***** Estratto scelto
Il prossimo 24 aprile a Roma il Ministro della Difesa, Elisabetta Trenta, consegnerà ai familiari di Gianni Mineo (Giovan Battista per l’anagrafe nella foto il primo da sinistra) la Medaglia al Valor Militare. Nato a Santa Flavia il 27 marzo 1921, ma bagherese di adozione, da partigiano insieme a Giuseppe Rosadi ha fatto evitare il 29 giugno 1944 un bagno di sangue (209 civili) per rappresaglia tedesca nella chiesa della Chiassa di Arezzo, liberando in tempo il colonnello Von Gablenz preso in ostaggio da altri partigiani slavi sbandati.
Questa non è stata l’unica operazione che il nostro eroe ha compiuto nell’area di Arezzo. Le vicende che hanno aspetti epici e forse risvolti cinematografici, sono state ripercorse da uno studioso aretino, Santino Gallorini, in un libro già in due edizioni: “Vite in cambio. Gianni Mineo, il partigiano infiltrato, che salvò dalla strage la popolazione della Chiassa”, 2014; e nel 2019 nella edizione aggiornata con le nuove ricerche: “I partigiani di Vite in Cambio”, edizioni Effigi, Arcidosso.
**********
Compiti da svolgere:
[A] Secondo il testo su Gianni Mineo, dove e quando è nato?
[B] Trascrivi dal testo su Gianni Mineo il passo che va da "Il prossimo 24" fino a "partigiani slavi sbandati." compreso.
[C] In base al testo su Gianni Mineo, spiega in che modo fu evitato il bagno di sangue nella chiesa della Chiassa.
***** Voci elencate
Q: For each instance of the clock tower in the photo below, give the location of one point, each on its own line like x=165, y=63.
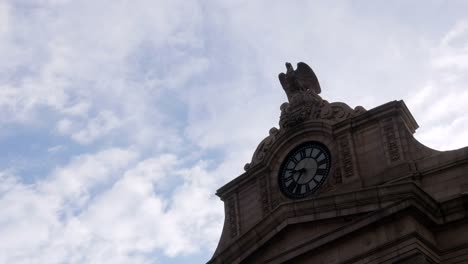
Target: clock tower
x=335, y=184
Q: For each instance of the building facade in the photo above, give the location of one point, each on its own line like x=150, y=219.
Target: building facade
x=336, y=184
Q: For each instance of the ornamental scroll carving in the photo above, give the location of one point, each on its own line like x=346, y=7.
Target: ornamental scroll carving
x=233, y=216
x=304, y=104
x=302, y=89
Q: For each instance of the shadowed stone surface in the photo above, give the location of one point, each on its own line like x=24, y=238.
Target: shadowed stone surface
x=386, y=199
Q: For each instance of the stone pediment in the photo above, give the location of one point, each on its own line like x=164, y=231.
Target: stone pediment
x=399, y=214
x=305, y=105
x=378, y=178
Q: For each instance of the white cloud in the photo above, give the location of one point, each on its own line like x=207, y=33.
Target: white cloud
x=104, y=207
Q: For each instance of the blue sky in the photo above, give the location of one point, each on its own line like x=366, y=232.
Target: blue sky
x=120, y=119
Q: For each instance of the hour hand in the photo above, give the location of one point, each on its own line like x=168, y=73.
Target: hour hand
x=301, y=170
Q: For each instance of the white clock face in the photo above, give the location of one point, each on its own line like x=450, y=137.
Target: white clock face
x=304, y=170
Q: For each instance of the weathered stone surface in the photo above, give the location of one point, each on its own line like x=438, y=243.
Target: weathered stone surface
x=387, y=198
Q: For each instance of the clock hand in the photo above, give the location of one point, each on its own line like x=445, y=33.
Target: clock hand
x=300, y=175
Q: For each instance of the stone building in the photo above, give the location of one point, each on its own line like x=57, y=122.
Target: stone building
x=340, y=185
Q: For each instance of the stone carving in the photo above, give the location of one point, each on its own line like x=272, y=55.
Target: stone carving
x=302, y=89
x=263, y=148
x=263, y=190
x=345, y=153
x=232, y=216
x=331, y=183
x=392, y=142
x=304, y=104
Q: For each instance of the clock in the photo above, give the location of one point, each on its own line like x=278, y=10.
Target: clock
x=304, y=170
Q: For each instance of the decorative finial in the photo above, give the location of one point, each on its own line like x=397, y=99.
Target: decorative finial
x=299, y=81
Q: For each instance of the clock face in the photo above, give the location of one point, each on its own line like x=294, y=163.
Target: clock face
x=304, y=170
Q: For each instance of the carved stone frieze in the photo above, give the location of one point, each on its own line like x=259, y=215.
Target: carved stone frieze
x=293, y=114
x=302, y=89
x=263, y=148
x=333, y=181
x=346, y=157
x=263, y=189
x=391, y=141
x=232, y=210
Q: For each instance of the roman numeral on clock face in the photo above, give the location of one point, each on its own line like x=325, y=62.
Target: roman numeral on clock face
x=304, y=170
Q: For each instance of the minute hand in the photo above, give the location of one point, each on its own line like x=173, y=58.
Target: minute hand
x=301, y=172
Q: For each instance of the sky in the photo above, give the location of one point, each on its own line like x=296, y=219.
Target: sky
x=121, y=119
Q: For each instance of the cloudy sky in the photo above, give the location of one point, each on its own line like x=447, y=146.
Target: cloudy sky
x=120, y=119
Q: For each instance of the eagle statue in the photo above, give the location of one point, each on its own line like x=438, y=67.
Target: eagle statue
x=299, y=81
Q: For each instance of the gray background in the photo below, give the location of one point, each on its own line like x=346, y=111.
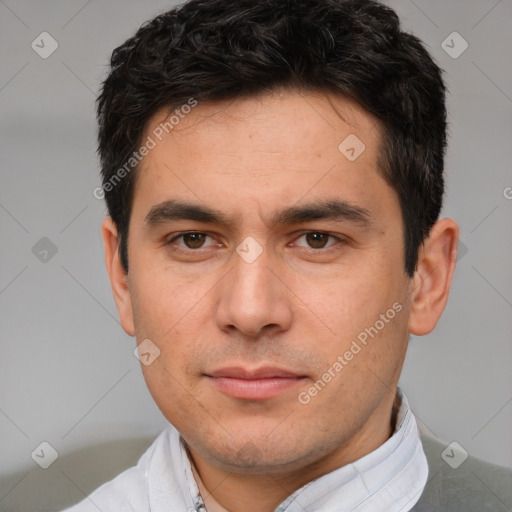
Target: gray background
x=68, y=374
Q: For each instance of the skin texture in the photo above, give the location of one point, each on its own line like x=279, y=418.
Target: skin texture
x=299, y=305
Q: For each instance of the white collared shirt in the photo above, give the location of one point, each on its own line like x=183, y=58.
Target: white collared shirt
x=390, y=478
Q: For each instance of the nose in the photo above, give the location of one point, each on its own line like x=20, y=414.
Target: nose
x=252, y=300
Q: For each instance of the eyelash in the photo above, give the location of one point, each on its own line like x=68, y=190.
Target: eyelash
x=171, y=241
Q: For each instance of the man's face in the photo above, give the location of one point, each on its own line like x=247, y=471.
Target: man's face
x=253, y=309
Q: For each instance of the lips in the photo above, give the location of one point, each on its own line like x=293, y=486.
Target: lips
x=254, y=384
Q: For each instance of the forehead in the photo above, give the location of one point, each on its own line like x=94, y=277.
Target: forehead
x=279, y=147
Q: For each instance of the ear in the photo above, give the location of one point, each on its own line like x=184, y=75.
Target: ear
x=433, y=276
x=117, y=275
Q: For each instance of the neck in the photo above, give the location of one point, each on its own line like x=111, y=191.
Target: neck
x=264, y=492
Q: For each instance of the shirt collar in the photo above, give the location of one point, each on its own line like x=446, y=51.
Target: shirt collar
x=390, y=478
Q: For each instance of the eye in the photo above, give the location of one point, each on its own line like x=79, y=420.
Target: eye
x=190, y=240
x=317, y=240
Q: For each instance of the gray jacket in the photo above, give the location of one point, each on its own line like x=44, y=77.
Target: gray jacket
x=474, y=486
**********
Le risposte:
[A] A Santa Flavia, il 27 marzo 1921.

[B]
Il prossimo 24 aprile a Roma il Ministro della Difesa, Elisabetta Trenta, consegnerà ai familiari di Gianni Mineo (Giovan Battista per l’anagrafe nella foto il primo da sinistra) la Medaglia al Valor Militare. Nato a Santa Flavia il 27 marzo 1921, ma bagherese di adozione, da partigiano insieme a Giuseppe Rosadi ha fatto evitare il 29 giugno 1944 un bagno di sangue (209 civili) per rappresaglia tedesca nella chiesa della Chiassa di Arezzo, liberando in tempo il colonnello Von Gablenz preso in ostaggio da altri partigiani slavi sbandati.

[C] Il 29 giugno 1944 Gianni Mineo, partigiano, insieme a Giuseppe Rosadi liberò in tempo il colonnello Von Gablenz, che altri partigiani slavi sbandati avevano preso in ostaggio. In questo modo si evitò la rappresaglia tedesca che avrebbe colpito 209 civili nella chiesa della Chiassa di Arezzo.